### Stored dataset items

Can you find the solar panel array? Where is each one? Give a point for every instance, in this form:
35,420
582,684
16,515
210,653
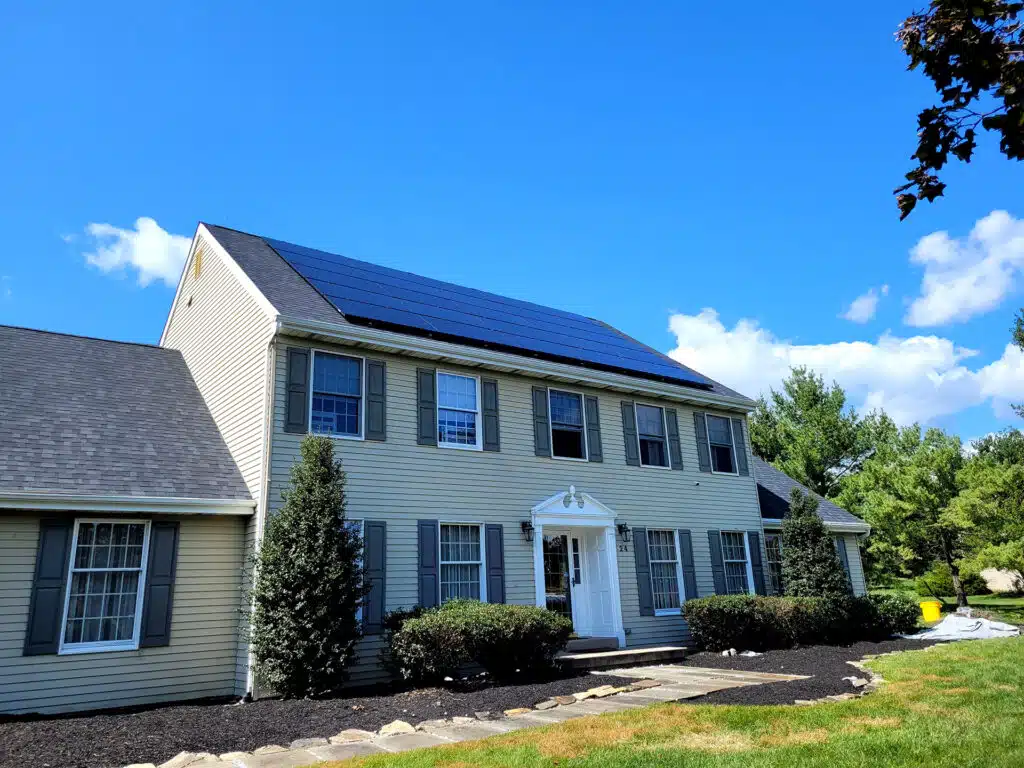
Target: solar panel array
375,294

### Task objective
Repeat the whole listing above verbatim, leaving out the pictures.

### Output below
Can you find the solar panel array? Where is each one? Give a point for every instance, in this form:
35,420
582,684
16,515
210,653
Target: solar panel array
375,294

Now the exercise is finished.